WORK ORDER A — According to the post on the Mayo Foundation brief, what do the taxpayers argue secondarily?
WORK ORDER B — Say whether each statement agrees with the post on the Mayo Foundation brief, answering yes or no and quoting the words that decide it: (i) The taxpayers' primary argument is that the statute's exemption language unambiguously includes medical residents. (ii) The brief names three factors against the regulation's reasonableness. (iii) One factor the brief cites is that the regulation was designed to overturn adverse judicial decisions.
WORK ORDER C — Carry on the post about the Mayo Foundation brief from its last sentence.

EXERCISE TEXT —
═══

August 16, 2010
The taxpayers have filed their opening brief in Mayo Foundation, a copy of which is attached. They argue primarily that the statutory language of the exemption unambiguously includes medical residents, and therefore there is no occasion to consider the reasonableness of the IRS regulation. Secondarily, they argue that the regulation is in any event arbitrary and unreasonable.
With respect to the question of the correct deference analysis discussed in our previous post, the brief relies heavily on the National Muffler Dealers factors. It identifies five factors that militate against the reasonableness of the regulation: (1) does not harmonize with the origin and purpose of the statute; (2) not contemporaneous; (3) did not “evolve in an authoritative manner” because it was designed to overturn adverse judicial decisions; (4) has not been in effect for long; and (5) the government’s position has been inconsistent. Although the first factor is basic to any analysis of the reasonableness of a regulation, the other four all come from National Muffler Dealers and are not commonly associated with the Chevron deference analysis applied to non-tax statutes.

═══

GIVEN ENTRIES —

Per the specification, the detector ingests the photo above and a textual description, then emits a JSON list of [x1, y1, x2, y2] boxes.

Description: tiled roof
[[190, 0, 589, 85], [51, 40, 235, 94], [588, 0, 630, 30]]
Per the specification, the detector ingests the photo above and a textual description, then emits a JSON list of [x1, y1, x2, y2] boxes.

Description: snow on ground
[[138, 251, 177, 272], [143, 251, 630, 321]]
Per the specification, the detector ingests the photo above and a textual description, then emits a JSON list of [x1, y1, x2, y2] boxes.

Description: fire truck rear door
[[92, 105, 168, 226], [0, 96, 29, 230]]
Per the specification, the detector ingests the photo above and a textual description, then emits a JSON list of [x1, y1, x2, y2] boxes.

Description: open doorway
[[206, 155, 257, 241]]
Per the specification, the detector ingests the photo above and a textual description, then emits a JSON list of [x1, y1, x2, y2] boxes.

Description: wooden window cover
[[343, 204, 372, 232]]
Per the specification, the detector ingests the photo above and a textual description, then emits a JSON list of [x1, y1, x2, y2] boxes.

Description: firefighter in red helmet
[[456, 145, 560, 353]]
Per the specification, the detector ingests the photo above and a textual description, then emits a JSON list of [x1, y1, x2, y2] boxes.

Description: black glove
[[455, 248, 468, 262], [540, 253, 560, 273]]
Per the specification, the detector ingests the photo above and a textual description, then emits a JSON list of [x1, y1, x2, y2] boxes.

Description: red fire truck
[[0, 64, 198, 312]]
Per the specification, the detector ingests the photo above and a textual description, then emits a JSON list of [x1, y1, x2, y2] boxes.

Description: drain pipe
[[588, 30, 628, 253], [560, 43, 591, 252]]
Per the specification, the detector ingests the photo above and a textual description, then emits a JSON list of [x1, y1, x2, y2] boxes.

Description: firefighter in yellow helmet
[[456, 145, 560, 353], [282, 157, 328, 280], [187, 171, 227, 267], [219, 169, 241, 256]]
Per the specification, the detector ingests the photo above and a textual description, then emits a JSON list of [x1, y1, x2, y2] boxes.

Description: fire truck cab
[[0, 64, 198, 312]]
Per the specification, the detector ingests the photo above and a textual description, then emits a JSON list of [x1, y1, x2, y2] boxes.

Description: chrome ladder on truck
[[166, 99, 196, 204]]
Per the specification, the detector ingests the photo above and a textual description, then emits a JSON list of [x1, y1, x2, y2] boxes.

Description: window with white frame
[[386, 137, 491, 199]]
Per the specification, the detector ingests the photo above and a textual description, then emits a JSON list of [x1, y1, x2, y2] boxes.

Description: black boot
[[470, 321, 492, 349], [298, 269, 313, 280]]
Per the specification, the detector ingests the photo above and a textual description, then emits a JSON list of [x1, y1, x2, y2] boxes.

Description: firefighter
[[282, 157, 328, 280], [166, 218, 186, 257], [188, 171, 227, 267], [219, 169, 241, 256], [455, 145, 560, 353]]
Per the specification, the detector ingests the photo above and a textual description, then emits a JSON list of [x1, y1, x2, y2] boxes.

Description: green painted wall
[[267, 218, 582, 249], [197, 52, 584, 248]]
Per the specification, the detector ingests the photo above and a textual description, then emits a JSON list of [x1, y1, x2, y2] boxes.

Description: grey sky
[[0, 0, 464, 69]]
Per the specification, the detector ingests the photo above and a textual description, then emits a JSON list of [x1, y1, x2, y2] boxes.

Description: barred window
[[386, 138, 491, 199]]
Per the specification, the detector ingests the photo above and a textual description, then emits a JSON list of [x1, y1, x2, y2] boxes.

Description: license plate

═══

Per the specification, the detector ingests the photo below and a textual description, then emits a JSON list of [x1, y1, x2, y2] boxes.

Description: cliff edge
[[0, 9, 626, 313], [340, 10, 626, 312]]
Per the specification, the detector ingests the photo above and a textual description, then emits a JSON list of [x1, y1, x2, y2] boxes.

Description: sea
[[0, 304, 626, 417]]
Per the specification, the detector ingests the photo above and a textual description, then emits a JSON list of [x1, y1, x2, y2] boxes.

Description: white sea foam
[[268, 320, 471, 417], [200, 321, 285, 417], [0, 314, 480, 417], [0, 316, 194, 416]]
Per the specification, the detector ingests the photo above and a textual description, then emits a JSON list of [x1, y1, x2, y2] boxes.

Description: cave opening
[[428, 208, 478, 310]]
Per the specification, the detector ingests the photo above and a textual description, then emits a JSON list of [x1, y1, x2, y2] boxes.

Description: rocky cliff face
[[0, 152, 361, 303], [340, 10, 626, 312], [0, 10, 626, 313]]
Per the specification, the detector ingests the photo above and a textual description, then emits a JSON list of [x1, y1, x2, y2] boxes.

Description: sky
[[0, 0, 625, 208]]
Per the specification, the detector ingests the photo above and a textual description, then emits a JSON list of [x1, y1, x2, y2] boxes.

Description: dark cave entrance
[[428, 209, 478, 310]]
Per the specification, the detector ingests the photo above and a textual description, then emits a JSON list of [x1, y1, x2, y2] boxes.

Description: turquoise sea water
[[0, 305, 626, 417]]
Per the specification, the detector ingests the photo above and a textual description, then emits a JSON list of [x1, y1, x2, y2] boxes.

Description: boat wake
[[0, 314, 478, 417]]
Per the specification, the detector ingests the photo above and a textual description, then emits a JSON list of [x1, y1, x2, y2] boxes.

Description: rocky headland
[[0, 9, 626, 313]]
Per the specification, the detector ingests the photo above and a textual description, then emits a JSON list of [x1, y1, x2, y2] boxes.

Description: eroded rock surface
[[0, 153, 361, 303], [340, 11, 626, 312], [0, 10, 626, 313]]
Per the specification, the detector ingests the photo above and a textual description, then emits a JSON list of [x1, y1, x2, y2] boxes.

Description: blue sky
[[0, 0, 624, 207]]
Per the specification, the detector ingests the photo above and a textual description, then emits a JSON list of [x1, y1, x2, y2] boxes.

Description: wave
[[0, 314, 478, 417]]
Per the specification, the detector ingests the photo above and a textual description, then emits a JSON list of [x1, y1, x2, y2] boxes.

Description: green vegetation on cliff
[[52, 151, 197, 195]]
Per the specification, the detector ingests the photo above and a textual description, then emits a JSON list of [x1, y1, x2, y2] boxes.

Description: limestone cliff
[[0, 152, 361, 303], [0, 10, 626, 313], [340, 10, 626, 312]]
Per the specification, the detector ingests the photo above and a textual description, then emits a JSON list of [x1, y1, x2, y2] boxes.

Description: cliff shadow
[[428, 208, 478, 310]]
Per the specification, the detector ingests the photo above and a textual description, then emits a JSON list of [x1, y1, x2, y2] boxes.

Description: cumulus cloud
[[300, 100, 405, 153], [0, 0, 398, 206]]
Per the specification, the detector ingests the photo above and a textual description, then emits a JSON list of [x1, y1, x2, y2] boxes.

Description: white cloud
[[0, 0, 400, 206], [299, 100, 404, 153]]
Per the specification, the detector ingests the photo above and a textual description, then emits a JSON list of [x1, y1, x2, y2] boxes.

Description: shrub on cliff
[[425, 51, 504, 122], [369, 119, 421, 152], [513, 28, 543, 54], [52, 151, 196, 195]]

═══

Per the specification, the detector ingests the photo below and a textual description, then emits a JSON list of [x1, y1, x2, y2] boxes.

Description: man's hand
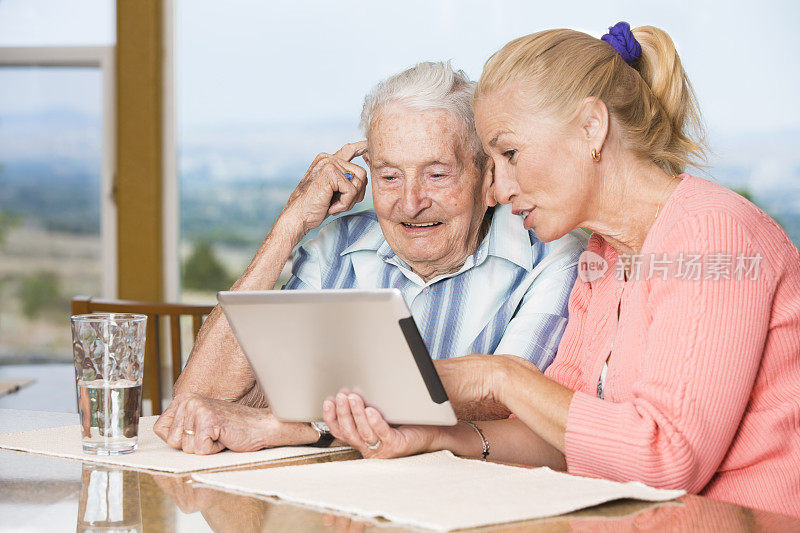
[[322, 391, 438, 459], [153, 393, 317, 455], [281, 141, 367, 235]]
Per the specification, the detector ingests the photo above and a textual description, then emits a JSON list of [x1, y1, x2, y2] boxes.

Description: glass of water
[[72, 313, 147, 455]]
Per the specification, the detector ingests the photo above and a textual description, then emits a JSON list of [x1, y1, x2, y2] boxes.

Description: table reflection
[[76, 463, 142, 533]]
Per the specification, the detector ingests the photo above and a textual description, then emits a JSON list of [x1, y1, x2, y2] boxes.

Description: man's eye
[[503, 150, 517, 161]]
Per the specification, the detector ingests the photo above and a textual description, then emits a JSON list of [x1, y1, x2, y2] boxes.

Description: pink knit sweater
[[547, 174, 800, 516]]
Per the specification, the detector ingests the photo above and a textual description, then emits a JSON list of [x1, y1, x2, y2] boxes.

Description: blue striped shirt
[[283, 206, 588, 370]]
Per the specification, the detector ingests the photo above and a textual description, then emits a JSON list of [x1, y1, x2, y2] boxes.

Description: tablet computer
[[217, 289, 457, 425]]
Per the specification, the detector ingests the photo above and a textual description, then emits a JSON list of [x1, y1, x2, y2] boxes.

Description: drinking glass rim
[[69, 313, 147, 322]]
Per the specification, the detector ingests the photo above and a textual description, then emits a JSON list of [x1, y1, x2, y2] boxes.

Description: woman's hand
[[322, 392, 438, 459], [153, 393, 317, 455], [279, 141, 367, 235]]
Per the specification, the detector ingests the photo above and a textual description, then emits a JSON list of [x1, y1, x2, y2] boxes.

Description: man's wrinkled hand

═══

REPLY A — They argue that the IRS regulation is in any event arbitrary and unreasonable.

REPLY B —
(i) Yes: "They argue primarily that the statutory language of the exemption unambiguously includes medical residents"
(ii) No: "It identifies five factors that militate against the reasonableness of the regulation"
(iii) Yes: "did not “evolve in an authoritative manner” because it was designed to overturn adverse judicial decisions"

REPLY C —
The taxpayers have not asked the Court to choose between Chevron and Muffler Dealers. To the contrary, they have finessed the possible tension between two lines of cases by purporting to examine “the factors that indicate the reasonableness of a tax regulation under this Court’s decisions in Chevron and National Muffler” and observing that the “Court has given special consideration to several factors identified in National Muffler” “in determining the reasonableness of a regulation interpreting a revenue statute.” As discussed in our previous post, this approach is entirely consistent with the way the Supreme Court has approached this issue in recent years – that is, citing to the National Muffler Dealers factors in tax cases without addressing whether the analysis is fully consistent with Chevron. But the courts of appeals have begun to question whether the two approaches are compatible. It will be interesting to see whether the government’s brief challenges the continuing vitality of the National Muffler Dealers analytical framework. That brief is due on September 27.